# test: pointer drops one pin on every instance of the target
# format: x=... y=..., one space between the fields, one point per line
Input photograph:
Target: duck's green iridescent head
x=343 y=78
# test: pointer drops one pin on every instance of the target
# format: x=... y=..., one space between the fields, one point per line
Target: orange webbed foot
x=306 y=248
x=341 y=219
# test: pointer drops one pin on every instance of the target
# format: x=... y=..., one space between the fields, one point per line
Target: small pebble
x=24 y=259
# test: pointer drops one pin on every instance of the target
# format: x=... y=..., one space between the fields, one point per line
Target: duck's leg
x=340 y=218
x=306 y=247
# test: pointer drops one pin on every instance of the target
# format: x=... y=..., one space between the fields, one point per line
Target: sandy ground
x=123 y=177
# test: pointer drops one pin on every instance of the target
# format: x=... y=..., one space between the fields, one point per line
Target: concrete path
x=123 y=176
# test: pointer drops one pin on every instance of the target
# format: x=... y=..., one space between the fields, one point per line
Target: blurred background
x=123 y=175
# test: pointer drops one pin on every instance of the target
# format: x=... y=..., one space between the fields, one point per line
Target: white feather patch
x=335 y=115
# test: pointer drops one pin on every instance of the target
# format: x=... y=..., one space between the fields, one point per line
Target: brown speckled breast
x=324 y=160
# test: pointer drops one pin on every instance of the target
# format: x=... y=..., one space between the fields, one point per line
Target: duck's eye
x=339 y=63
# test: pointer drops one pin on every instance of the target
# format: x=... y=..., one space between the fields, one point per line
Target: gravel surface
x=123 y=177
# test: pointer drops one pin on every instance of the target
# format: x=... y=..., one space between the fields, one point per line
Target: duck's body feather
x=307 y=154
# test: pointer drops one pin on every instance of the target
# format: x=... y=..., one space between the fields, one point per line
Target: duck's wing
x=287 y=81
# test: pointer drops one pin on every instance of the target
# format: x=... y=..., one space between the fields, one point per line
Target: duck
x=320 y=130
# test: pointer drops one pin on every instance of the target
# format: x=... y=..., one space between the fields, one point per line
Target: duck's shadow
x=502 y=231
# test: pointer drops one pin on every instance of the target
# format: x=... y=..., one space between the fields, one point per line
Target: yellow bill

----------

- Your task -
Write out the material from the first line to the last, exactly.

- Full solution -
# test: pointer drops one pin on every instance of the target
# format: x=... y=..., one space between the fields, one point per line
Input photograph:
Target: duck's green iridescent head
x=343 y=78
# test: pointer drops one pin on every instance of the target
# format: x=... y=..., one space between the fields, one point per line
Target: orange webbed foot
x=306 y=248
x=341 y=219
# test: pointer drops one pin on every instance of the target
# format: x=... y=..., one space between the fields, one point per line
Target: small pebble
x=24 y=259
# test: pointer drops one pin on every instance of the target
# format: x=... y=..., one space between the fields, one point per line
Target: duck's leg
x=340 y=218
x=306 y=247
# test: pointer drops one pin on every instance of the target
# format: x=... y=..., one space between the fields, one point per line
Target: sandy ground
x=123 y=177
# test: pointer drops one pin on every instance of the target
# format: x=... y=..., one space between the fields, one point per line
Target: concrete path
x=123 y=176
# test: pointer drops one pin on every instance of the target
# format: x=... y=..., one space between the fields, one point per line
Target: blurred background
x=123 y=175
# test: pointer drops one pin on every instance of the target
# format: x=... y=..., one space between the fields, one point per line
Target: white feather patch
x=335 y=115
# test: pointer drops one pin on every instance of the target
# format: x=... y=..., one space between the fields, one point per line
Target: brown speckled breast
x=324 y=160
# test: pointer drops one pin on every instance of the target
# format: x=... y=..., one space between the fields, one point per line
Target: duck's eye
x=339 y=63
# test: pointer drops one pin on every instance of the target
# format: x=... y=..., one space between the fields, one point per line
Target: gravel surface
x=123 y=177
# test: pointer drops one pin on every instance of the target
# format: x=... y=..., one space between the fields, one point per line
Target: duck's body feather
x=307 y=154
# test: pointer drops one pin on every instance of the target
# format: x=... y=..., one space between the fields, one point per line
Target: duck's wing
x=287 y=81
# test: pointer drops one pin on every instance of the target
# format: x=... y=..., one space between the fields, one point per line
Target: duck
x=320 y=130
# test: pointer drops one pin on every instance of the target
# format: x=... y=..., one space between the fields, one point per line
Target: duck's shadow
x=502 y=231
# test: pointer drops one pin on every instance of the target
# format: x=... y=..., one space between the fields, one point per line
Target: yellow bill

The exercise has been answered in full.